__To do__
Put each line of the items below, from the first line through the line containing "[[364, 252], [880, 458]]", into a JSON list of strings with one string per line. Leave out any blank lines.
------ Dataset extract ------
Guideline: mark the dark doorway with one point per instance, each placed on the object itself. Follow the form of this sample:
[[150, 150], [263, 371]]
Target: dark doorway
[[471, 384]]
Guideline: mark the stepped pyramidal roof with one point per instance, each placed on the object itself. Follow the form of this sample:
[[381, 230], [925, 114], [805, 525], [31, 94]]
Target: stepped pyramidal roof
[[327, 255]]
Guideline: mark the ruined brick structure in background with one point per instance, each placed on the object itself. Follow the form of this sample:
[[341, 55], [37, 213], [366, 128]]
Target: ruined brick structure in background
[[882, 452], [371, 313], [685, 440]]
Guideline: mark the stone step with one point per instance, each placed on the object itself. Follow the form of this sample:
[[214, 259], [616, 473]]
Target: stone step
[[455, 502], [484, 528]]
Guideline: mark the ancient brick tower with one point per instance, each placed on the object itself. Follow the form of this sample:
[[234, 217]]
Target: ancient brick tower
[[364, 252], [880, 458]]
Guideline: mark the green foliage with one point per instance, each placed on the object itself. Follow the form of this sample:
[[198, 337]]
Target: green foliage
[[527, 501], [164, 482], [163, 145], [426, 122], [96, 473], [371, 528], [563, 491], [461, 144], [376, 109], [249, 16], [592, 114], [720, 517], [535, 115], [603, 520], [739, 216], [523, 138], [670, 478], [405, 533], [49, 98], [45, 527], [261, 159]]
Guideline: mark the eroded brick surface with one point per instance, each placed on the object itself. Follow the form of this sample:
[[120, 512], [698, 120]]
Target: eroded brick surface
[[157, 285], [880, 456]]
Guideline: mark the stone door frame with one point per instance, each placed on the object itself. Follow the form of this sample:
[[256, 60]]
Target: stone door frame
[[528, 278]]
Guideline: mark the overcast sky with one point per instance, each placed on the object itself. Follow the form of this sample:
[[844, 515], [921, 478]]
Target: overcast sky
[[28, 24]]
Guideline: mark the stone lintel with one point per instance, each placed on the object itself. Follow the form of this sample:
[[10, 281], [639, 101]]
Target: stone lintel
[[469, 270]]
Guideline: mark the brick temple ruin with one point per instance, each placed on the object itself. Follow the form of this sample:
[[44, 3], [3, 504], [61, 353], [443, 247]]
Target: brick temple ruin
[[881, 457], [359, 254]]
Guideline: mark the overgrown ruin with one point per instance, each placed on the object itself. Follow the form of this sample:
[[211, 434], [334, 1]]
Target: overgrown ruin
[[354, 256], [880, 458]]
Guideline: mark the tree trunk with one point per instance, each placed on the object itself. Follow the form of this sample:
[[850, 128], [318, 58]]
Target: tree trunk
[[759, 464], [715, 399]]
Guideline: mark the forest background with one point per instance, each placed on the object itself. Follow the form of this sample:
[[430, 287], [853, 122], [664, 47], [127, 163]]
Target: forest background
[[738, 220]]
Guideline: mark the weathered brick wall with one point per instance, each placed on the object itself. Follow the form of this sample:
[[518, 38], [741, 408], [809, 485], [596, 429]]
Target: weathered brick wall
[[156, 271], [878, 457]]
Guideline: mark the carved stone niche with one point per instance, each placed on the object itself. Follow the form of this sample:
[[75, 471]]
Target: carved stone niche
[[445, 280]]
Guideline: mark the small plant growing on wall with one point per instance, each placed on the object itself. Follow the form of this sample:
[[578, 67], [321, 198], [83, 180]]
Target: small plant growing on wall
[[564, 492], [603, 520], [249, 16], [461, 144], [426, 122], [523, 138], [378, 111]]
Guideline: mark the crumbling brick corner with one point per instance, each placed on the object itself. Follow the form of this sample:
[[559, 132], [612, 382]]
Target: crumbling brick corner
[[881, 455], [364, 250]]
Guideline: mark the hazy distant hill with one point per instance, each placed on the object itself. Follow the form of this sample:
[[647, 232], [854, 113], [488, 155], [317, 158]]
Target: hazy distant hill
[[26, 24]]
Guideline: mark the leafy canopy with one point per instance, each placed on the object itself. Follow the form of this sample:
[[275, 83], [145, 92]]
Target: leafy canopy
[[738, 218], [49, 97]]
------
__Full answer__
[
  "Guideline: mark the dark doorway with one point per instance, each placed on the object itself. Follow the form of this sample:",
  "[[150, 150], [263, 371]]",
  "Target: dark doorway",
  "[[471, 384]]",
  "Guideline: mark the stepped pyramidal roof with one point per instance, each placed on the object itself. Follow the form of this sample:",
  "[[381, 230], [925, 114], [805, 525], [31, 94]]",
  "Target: stepped pyramidal roof",
  "[[327, 255]]",
  "Guideline: mark the ruined brick structure in background with one point per instance, each placed on the object itself. Follow the form of this sample:",
  "[[341, 55], [37, 213], [366, 128]]",
  "Target: ruined brick structure in background",
  "[[882, 452], [371, 313], [685, 440]]",
  "Guideline: mark the stone step with one point per instance, each placed on the object itself. Follow the form of this sample:",
  "[[214, 259], [616, 473]]",
  "Target: stone step",
  "[[455, 502], [484, 528]]",
  "Guideline: mark the ancient brick tower with one point per instance, each placed on the object itself. Follow the form of this sample:",
  "[[234, 217]]",
  "Target: ancient brick tower",
  "[[364, 252], [880, 458]]"
]